(EXTRACT PROVIDED begins)
Opinion
The danger to others
A human issue
In Short
The climate crisis is not only an environmental issue. It is a humanitarian issue
What is your solution to the climate crisis?
That is my question to everyone who was disappointed with President Biden’s revocation of the Keystone XL pipeline permit last week. I pose the same question to those who object to Biden’s commitment to cut carbon emissions in half by 2030. Do you believe the science that tells us that climate change already causes colossal damage to human lives and stands to cause infinitely more in the coming decades? If you deny the science, then I have little more to say to you. We live in different realities. But if you acknowledge the science — and more and more Americans are coming to believe the evidence appearing before their very eyes — there can be only one response. This catastrophe needs a solution. It will be complicated from the perspective of economics, technology, international relations, and politics. But we need a solution. No ethical society, religious or secular, could claim otherwise.
This conclusion has its roots in the Five Books of Moses: “I have set before you life and death, blessing and cursing: therefore choose life”(30:19). The way of God, is the way of life. “It is a tree of life,” says the Book of Proverbs. What are the branches of this tree? Here’s one: We do our utmost to preserve human life. “Whoso sheddeth man’s blood, by man shall his blood be shed: for in the image of God made he man,” says the Book of Genesis. “Thou shalt not murder,” it says in the Ten Commandments. Human life is precious. It is incumbent on us to protect it.
A World Health Organization assessment from 2018 claims that at our current trajectory, between the years 2030 and 2050 we can expect an additional 250,000 deaths per year worldwide as a result of increased global temperatures. A Duke University study, also from 2018, argues that 150 million lives could be saved by reducing the global temperature increase to less than three degrees by the end of the century. And at the end of this past May, Nature published a study stating that more than a third (37%) of heat-related deaths from 1991-2018 can be attributed to warming caused by humans. This is the opposite of “choose life.”
(EXTRACT PROVIDED ends)
Write the next few paragraphs of the opinion piece above on the climate crisis as a humanitarian issue, picking up after its last sentence.
(RAW DATA begins)
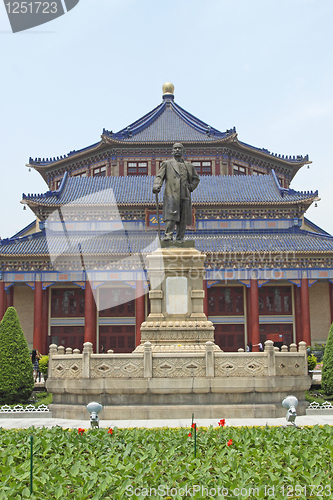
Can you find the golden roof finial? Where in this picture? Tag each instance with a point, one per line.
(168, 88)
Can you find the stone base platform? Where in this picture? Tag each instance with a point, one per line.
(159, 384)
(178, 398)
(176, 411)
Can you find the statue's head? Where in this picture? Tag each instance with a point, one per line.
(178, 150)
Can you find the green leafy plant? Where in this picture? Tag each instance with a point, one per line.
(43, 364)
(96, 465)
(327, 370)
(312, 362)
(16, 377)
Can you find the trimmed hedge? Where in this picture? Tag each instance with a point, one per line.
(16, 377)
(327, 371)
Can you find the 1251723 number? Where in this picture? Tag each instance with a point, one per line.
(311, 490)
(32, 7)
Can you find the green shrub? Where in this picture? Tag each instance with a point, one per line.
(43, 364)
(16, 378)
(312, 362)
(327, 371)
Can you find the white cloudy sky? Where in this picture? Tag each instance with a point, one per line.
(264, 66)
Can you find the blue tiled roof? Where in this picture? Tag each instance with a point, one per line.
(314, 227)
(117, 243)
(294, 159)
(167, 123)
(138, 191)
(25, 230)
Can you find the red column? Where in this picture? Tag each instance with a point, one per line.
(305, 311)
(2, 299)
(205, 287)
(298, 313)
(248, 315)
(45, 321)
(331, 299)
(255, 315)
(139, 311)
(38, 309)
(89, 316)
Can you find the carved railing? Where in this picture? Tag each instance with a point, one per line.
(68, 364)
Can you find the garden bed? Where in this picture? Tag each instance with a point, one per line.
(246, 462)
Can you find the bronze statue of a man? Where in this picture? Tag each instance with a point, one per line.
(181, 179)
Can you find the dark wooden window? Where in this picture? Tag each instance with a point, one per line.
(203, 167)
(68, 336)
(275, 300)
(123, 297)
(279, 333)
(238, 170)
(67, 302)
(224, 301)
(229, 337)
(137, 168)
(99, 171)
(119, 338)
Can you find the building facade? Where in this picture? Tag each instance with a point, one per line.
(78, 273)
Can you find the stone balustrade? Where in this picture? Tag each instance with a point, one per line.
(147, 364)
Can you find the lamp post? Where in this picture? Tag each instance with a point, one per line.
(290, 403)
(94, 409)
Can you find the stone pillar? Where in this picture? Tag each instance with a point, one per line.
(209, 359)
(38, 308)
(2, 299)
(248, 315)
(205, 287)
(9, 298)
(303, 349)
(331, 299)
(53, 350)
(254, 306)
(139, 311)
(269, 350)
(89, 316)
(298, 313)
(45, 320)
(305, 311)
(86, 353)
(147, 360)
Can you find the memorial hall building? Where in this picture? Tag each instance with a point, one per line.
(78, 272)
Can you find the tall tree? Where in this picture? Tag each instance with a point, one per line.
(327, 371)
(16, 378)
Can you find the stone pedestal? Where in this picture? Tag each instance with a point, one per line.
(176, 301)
(RAW DATA ends)
(RAW DATA begins)
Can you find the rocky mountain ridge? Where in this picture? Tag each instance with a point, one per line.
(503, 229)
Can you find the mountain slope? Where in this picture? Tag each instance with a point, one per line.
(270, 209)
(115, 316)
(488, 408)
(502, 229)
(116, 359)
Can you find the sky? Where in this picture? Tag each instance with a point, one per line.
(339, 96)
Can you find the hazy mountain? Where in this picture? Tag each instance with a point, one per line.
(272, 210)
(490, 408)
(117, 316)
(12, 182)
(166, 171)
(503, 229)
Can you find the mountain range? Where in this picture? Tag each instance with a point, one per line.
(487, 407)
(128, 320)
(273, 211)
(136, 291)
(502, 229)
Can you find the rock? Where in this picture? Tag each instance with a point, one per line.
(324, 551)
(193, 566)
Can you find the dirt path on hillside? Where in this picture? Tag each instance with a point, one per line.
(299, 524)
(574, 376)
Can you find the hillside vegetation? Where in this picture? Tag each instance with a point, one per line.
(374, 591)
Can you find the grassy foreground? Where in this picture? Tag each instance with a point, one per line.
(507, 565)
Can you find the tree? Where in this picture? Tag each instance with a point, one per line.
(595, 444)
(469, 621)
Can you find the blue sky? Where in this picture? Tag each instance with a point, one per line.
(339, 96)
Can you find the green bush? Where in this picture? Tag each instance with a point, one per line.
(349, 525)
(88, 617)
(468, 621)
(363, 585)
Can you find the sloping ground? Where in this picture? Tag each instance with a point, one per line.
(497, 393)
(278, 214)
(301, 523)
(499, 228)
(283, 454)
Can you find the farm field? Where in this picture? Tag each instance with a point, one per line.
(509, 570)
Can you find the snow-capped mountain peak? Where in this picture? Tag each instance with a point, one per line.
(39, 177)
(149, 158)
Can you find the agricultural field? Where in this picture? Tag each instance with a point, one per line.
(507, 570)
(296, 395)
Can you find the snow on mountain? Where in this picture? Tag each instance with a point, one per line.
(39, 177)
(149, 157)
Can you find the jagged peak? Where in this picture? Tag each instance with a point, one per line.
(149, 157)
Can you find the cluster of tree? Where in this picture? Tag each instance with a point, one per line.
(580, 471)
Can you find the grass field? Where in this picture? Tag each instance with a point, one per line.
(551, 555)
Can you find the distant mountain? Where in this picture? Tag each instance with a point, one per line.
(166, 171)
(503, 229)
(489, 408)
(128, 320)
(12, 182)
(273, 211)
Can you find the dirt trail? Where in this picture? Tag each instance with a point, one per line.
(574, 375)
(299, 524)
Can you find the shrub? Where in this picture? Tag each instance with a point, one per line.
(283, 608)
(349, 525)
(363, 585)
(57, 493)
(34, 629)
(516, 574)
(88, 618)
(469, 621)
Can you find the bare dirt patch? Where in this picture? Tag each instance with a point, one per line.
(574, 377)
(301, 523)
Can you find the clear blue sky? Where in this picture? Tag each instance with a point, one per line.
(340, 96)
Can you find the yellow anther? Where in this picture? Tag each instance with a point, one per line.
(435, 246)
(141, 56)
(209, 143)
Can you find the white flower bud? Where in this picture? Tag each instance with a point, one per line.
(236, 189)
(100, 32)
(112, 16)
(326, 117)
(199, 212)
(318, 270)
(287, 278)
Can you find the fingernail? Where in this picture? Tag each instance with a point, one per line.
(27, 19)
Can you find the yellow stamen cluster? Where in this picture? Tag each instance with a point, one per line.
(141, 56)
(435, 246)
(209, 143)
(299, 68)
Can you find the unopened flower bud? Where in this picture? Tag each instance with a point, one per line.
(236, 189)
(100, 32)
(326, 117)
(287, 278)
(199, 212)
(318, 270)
(RAW DATA ends)
== EXERCISE OUTPUT ==
Jewish law has a label for this kind of lethality. We call it sakana, danger, and it is absolutely forbidden to subject ourselves or others to it. Maimonides, the great 12th-century jurist, writes that “one who leaves a dangerous obstacle and does not remove it, negates a positive commandment, and violates the negative commandment: ‘Do not cause blood to be spilled.” Further details about these laws are fleshed out over the centuries. It is especially bad to cause danger to others, notes one rabbi. The obligation to remove dangers applies both to individuals and to the community, writes another, even if they did not cause the danger themselves.
That means that we need to think carefully. Even if an act has no negative consequences for us, what danger does it subject others to? To this point, the players who are the most responsible for the climate crisis are also the most insulated from its consequences. Air conditioning allows us to be unfazed by hotter summers. Relative wealth means that rising food costs, due to desertification of arable land, need not devastate us. And even the stability of our construction means that we can survive the hurricanes and super-storms that result from a heated planet. Such is not the case for poorer, less developed countries. But make no mistake: We will feel it eventually. Food and energy costs will swiftly become a drain on the resources of the poor, and then the middle class. As people flee the deserts and flood ruins that were their homes, international migration of a scale we have never before seen will wreak havoc on our governments. Extreme weather will eventually take its toll. If we, as individuals and communities, can address the sakana, the danger to others, now, while we are still insulated, maybe we can keep it from coming home to us.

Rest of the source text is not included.